◆ What you have to do ◆
Continue the interview on innovation in health systems during COVID from the point at which it stops.

Health Evolution: What have been the biggest lessons CEOs should understand about innovation from the past few months? 

Probst: It was the almost immediate closing of the ranks between operations and IT, they were no longer operating in a silo, they were thrown into the same bucket. They had to work together quickly and make decisions together quickly. The 18 month-cycle needed for an integration—those days are over. We needed these technologies now. Operations people were saying, “We trust you IT people, this is what we need, go take care of it.” A lot of the things that created drag in innovation went away. We were able to work closely to innovate. The lesson is don’t go backward. When we get out of COVID, let’s keep that. I think if we do that, we’ll see continued innovation.  

Health Evolution: What advice would you offer to CEOs to sustain innovation post-pandemic?  

Probst: There’s no guarantee. To me, the stars are aligning in a way that it won’t go back. All the innovation and the things we’ve done and continue to do through COVID have been terrific. But if you start looking at the bottom line of health systems and hospitals in our industry, they’re getting hammered. That alone is going to create an imperative for organizations to focus on the problem together versus in the fragmented nature that we were pre-COVID.

◆ Information given ◆
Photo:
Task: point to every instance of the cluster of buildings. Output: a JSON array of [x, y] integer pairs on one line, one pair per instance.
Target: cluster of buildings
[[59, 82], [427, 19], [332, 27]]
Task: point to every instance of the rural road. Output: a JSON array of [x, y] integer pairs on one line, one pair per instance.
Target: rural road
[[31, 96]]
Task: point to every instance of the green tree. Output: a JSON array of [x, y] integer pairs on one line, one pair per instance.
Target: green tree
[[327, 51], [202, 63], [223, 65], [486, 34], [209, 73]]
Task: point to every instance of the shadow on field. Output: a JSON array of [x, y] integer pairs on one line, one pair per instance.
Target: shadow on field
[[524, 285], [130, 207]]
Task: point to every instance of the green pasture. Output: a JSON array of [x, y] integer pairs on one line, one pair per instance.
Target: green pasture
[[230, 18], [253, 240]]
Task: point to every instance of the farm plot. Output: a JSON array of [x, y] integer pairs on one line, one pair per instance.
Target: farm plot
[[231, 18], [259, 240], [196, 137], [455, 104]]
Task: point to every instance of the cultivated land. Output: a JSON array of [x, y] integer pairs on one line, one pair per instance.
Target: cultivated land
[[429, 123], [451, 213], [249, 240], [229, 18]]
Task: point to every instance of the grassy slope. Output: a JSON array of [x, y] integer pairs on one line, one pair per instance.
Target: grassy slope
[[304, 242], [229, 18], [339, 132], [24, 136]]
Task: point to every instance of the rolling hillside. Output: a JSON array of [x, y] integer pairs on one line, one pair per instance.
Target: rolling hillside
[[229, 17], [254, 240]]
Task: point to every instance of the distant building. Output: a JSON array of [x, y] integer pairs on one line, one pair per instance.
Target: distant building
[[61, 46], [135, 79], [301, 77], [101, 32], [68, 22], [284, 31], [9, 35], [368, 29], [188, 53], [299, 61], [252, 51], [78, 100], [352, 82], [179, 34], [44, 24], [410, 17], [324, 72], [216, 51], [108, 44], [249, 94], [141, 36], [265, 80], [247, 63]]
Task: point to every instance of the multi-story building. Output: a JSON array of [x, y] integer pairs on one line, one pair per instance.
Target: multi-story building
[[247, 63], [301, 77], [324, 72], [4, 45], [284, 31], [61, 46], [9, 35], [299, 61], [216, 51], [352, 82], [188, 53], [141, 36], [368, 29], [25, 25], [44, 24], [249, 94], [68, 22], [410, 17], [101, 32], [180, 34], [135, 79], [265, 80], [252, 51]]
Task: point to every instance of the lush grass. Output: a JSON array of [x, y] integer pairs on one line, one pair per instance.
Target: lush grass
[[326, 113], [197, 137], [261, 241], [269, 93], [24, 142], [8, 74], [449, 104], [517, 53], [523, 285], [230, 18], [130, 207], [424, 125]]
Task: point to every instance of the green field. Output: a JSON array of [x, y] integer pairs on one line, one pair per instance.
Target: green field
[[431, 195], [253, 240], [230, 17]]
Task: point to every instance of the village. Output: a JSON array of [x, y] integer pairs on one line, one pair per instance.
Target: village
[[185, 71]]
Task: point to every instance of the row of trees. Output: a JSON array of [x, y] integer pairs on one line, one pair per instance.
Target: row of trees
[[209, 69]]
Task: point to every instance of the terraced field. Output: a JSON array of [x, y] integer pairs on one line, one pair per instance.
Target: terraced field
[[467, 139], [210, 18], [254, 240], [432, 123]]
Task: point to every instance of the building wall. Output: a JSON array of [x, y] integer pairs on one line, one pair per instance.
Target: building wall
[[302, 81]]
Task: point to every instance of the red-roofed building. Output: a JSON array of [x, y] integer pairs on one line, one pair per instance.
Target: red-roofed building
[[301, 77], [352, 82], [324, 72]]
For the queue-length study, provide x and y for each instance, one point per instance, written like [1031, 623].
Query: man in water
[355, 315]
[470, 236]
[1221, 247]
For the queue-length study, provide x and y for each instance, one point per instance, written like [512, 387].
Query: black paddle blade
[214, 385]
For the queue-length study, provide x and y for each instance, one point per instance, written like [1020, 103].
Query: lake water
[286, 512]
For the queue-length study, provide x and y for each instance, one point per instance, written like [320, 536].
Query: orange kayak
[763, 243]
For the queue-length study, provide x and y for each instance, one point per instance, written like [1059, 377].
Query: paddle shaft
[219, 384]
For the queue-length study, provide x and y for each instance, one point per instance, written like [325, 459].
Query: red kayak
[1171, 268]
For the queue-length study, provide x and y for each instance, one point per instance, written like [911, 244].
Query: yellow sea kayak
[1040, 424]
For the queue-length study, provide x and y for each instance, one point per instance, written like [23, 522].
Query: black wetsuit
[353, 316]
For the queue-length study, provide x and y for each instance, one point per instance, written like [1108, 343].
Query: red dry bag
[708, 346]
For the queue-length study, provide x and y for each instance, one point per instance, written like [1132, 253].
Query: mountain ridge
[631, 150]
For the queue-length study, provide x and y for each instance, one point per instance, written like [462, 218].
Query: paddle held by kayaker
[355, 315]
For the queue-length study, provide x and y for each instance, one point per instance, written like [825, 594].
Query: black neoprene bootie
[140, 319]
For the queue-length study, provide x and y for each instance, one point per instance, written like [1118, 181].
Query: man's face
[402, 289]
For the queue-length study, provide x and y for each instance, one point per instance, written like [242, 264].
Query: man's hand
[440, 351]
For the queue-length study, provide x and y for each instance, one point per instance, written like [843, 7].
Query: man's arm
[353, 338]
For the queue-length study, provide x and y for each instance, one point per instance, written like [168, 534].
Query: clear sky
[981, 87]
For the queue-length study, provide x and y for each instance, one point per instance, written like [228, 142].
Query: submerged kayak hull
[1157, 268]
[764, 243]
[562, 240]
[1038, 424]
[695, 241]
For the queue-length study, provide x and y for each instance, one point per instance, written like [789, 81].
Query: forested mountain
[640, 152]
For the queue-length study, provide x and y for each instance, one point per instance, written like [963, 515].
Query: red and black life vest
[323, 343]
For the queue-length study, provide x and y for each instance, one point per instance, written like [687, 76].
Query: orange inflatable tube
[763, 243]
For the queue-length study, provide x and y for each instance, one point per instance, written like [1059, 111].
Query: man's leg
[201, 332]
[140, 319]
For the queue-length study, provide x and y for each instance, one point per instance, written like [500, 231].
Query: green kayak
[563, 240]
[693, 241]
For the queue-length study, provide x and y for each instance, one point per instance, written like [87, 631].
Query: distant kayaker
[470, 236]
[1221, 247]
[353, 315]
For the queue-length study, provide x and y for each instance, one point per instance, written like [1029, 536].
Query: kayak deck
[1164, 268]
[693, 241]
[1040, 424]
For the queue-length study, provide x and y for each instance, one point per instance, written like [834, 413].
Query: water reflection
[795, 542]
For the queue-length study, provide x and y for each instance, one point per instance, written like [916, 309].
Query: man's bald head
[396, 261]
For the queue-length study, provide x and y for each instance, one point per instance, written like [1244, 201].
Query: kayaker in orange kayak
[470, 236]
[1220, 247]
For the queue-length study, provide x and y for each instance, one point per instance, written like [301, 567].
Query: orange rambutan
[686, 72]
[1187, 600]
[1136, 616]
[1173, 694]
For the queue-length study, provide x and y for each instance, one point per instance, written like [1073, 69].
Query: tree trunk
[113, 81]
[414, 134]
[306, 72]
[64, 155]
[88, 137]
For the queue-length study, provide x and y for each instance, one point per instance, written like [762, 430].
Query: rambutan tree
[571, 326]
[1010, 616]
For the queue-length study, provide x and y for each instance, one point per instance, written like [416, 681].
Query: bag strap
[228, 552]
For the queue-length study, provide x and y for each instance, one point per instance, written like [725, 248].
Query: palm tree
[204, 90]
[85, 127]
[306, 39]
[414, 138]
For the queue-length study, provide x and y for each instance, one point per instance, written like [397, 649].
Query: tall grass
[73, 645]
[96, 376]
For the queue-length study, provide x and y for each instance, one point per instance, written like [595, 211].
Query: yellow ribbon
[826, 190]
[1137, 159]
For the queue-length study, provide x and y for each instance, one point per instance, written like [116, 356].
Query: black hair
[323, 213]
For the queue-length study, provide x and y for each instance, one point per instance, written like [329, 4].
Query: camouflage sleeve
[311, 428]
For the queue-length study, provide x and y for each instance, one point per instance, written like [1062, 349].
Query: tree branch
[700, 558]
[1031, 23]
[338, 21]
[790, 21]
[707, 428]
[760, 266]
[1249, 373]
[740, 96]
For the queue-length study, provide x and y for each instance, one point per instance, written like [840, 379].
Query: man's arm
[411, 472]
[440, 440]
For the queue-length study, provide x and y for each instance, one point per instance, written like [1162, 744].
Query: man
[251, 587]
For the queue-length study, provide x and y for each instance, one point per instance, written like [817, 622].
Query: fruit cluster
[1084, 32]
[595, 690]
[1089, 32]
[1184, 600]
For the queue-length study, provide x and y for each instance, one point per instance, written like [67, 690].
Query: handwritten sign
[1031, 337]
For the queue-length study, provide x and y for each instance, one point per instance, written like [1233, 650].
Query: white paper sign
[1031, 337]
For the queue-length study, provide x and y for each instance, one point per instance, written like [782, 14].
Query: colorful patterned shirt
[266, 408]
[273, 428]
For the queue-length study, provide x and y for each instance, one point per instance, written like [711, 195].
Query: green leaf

◆ Response box ◆
Health Evolution: Interoperability is a holy grail for health care and you have personally been involved in efforts at the federal level. What developments make you think it’s within reach? 

Probst: There’s a lot of work to do. I’m not even sure we are currently within reach. Are we on a trajectory that’s much better? Yeah. We’ve got awareness. We’ve got lots of people using the word. Standards are no longer a four-letter word. They are something people understand we need to have in place to achieve interoperability. There are good things happening. FHIR (Fast Healthcare Interoperability Resources) is a nice standard. It doesn’t achieve semantic interoperability, but it drives us toward the discussion where we can find commonality to achieve semantic interoperability.  

FHIR is a big step. The federal government is doing a fair amount of work around patient ID. Five years ago, I’d go to Washington D.C. and that was a non-starter. Now it’s being brought up as something that’s important. It will take some work to get us over the end zone, but again we’re on the right trajectory. To get semantic interoperability, it’s going to take a national, and ultimately international, effort and focus. Early on, people saw it as a technical problem. But they didn’t see the benefits from a financial or a lifesaving perspective. And now the industry overall, the people in federal government, are seeing it has those benefits. 

Health Evolution: We’ve seen the innovation acceleration in 2020 and also know that there is a lot of work still to do. Why do CEOs need to keep investing in IT, particularly when their budgets have been tightened by the pandemic?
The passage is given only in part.